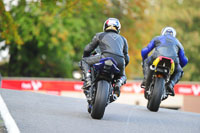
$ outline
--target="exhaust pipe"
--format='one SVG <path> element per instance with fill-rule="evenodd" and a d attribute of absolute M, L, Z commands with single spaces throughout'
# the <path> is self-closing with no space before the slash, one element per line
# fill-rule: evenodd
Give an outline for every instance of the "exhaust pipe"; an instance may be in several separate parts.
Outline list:
<path fill-rule="evenodd" d="M 111 96 L 110 96 L 110 103 L 116 101 L 117 98 L 118 98 L 118 97 L 117 97 L 116 94 L 111 95 Z"/>

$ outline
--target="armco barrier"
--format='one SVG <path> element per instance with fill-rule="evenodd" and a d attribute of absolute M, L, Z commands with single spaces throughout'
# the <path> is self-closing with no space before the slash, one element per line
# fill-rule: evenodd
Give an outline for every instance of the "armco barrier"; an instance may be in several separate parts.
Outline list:
<path fill-rule="evenodd" d="M 140 83 L 137 81 L 129 81 L 122 86 L 121 91 L 124 93 L 143 93 L 140 88 Z M 14 90 L 29 90 L 29 91 L 45 91 L 60 95 L 61 91 L 77 91 L 81 92 L 83 82 L 67 81 L 67 80 L 21 80 L 21 79 L 3 79 L 2 88 Z M 180 95 L 200 96 L 200 83 L 179 83 L 175 86 L 175 93 Z"/>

§ **AIM OF THE TASK**: Render every line of the records above as a JSON list of strings, one string per line, with blank lines left out. Leave the pictures out.

§ **RESULT FOR THIS EXERCISE**:
[
  "$ outline",
  "--target=\"exhaust pipe\"",
  "--format='one SVG <path> element per instance with fill-rule=\"evenodd\" and a d attribute of absolute M, L, Z commands with single spaces throughout'",
  "# the <path> is self-closing with no space before the slash, one element per line",
  "# fill-rule: evenodd",
  "Give an outline for every instance of the \"exhaust pipe\"; an instance may be in several separate parts.",
  "Outline list:",
  "<path fill-rule=\"evenodd\" d=\"M 111 96 L 110 96 L 110 103 L 116 101 L 117 98 L 118 98 L 118 97 L 117 97 L 116 94 L 111 95 Z\"/>",
  "$ outline",
  "--target=\"armco barrier\"",
  "--format='one SVG <path> element per instance with fill-rule=\"evenodd\" and a d attribute of absolute M, L, Z commands with single spaces throughout'",
  "# the <path> is self-closing with no space before the slash, one element per line",
  "# fill-rule: evenodd",
  "Give an outline for every instance of the \"armco barrier\"; an instance may be in several separate parts.",
  "Outline list:",
  "<path fill-rule=\"evenodd\" d=\"M 140 83 L 137 81 L 129 81 L 122 86 L 121 91 L 124 93 L 143 93 L 140 88 Z M 14 90 L 29 90 L 29 91 L 45 91 L 60 95 L 61 91 L 77 91 L 81 92 L 83 82 L 67 81 L 67 80 L 21 80 L 21 79 L 3 79 L 2 88 Z M 180 95 L 200 96 L 200 83 L 179 83 L 175 86 L 175 93 Z\"/>"
]